**PROBLEM**. Keep the wording of each record exactly the same when you repeat it, and leave out pictures.

**EXERCISE MATERIAL**.
□ □ □ □ □ □ □
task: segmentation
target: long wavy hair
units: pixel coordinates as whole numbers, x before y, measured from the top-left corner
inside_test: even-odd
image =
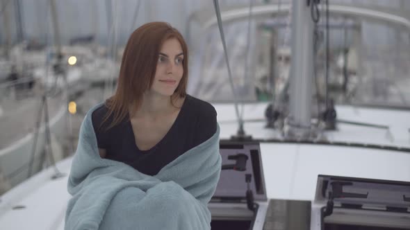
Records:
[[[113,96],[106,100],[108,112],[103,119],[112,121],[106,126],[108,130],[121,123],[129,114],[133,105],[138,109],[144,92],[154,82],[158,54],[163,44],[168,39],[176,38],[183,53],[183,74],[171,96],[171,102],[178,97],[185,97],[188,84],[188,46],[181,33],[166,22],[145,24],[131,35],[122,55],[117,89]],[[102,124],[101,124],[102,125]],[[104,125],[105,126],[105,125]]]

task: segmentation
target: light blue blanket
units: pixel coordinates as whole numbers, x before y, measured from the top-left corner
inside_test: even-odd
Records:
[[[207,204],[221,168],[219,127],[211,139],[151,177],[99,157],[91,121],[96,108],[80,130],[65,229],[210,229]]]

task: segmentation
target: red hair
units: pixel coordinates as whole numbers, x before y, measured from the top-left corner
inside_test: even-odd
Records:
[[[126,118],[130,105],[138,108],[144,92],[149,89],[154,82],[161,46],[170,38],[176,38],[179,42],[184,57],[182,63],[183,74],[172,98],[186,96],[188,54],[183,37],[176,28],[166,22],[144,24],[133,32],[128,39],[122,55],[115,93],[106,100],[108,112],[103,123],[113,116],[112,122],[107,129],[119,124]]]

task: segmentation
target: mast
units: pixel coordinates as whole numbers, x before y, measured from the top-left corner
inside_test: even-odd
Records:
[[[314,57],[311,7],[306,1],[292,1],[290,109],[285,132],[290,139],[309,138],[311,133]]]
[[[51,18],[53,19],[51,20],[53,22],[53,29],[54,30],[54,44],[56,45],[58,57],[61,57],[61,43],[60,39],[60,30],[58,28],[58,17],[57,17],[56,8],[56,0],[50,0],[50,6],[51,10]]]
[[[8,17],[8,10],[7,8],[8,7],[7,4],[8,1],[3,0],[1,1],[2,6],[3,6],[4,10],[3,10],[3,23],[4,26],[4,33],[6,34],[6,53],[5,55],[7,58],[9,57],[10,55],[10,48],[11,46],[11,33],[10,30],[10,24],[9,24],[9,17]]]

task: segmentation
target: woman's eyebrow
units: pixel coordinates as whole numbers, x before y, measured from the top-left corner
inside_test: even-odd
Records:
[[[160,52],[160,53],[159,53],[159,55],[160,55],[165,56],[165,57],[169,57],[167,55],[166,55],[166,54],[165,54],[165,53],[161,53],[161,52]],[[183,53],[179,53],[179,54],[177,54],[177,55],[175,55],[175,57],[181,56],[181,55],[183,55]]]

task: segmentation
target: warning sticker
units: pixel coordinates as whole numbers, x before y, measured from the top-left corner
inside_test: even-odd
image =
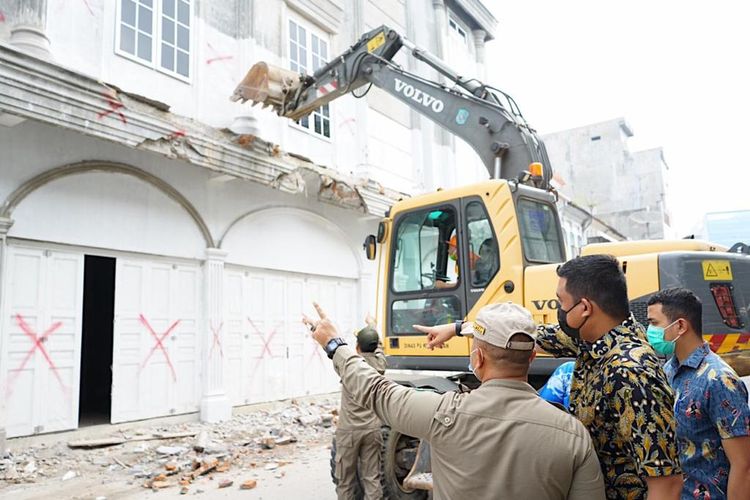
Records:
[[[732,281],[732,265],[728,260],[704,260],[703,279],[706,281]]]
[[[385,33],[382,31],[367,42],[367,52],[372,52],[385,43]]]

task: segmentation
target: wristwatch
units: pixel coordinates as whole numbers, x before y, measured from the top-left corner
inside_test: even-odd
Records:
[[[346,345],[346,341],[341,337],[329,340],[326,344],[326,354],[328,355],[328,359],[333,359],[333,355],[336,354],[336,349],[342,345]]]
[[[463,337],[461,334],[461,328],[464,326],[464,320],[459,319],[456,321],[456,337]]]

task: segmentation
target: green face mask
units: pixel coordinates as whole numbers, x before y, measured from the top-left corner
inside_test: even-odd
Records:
□ □ □ □ □ □ □
**RESULT OF THE EXERCISE**.
task: segmentation
target: long wavy hair
units: pixel coordinates as whole numbers, x before y, measured from the top-left corner
inside_test: even-odd
image =
Records:
[[[113,96],[106,100],[108,112],[103,119],[112,121],[106,126],[108,130],[121,123],[129,114],[133,105],[138,109],[144,92],[154,82],[158,54],[163,44],[168,39],[176,38],[183,53],[183,74],[171,96],[171,102],[178,97],[185,97],[188,84],[188,46],[181,33],[166,22],[145,24],[131,35],[122,55],[117,89]],[[102,124],[101,124],[102,125]],[[104,125],[105,126],[105,125]]]

task: segmentation
target: light blue blanket
units: pixel coordinates as whole numbers, x before y, measured from the top-left corner
inside_test: even-odd
Records:
[[[207,204],[221,168],[219,127],[211,139],[151,177],[99,157],[91,121],[96,108],[80,130],[65,229],[210,229]]]

task: segmentation
target: red hair
units: pixel coordinates as whole numbers, x before y, measured from the top-left corner
inside_test: even-odd
Records:
[[[126,118],[130,105],[138,108],[144,92],[149,89],[154,82],[161,46],[170,38],[176,38],[179,42],[184,57],[182,63],[183,74],[172,98],[186,96],[188,54],[183,37],[176,28],[166,22],[144,24],[133,32],[128,39],[122,55],[115,93],[106,100],[108,112],[103,123],[113,116],[112,122],[107,129],[119,124]]]

task: segmentation
target: mast
units: pixel coordinates as whole numbers, x before y, measured from the top-left corner
inside_test: even-odd
Records:
[[[314,57],[311,7],[306,1],[292,1],[290,109],[285,132],[290,139],[309,138],[311,133]]]
[[[51,18],[53,19],[51,20],[53,22],[53,29],[54,30],[54,44],[56,45],[58,57],[61,57],[61,43],[60,39],[60,30],[58,28],[58,17],[57,17],[56,8],[56,0],[50,0],[50,6],[51,10]]]
[[[8,17],[8,10],[7,8],[8,7],[7,4],[8,1],[3,0],[1,1],[2,6],[3,6],[4,10],[3,10],[3,23],[4,26],[4,33],[6,34],[6,53],[5,55],[7,58],[9,57],[10,55],[10,48],[11,46],[11,33],[10,30],[10,24],[9,24],[9,17]]]

task: segmentation
target: woman's eyebrow
units: pixel coordinates as whole numbers, x before y, measured from the top-left corner
inside_test: even-odd
Records:
[[[160,52],[160,53],[159,53],[159,55],[160,55],[165,56],[165,57],[169,57],[167,55],[166,55],[166,54],[165,54],[165,53],[161,53],[161,52]],[[183,53],[179,53],[179,54],[177,54],[177,55],[175,55],[175,57],[181,56],[181,55],[183,55]]]

task: segmentation
target: warning sticker
units: pixel coordinates as whole numbers, x before y, measured from the top-left corner
inside_test: even-odd
image =
Records:
[[[732,281],[732,265],[728,260],[704,260],[703,279],[706,281]]]
[[[385,33],[382,31],[367,42],[367,52],[372,52],[385,43]]]

task: segmentation
target: wristwatch
units: pixel coordinates as whole numbers, x before y, measured from the top-left corner
inside_test: even-odd
Records:
[[[346,345],[346,341],[341,337],[329,340],[326,344],[326,354],[328,355],[328,359],[333,359],[333,355],[336,354],[336,349],[342,345]]]
[[[463,337],[461,334],[461,328],[464,326],[464,320],[459,319],[456,321],[456,337]]]

task: segmentation
target: green face mask
units: pixel coordinates as whole numbers, x before y, measured from the top-left corner
inside_test: even-odd
Records:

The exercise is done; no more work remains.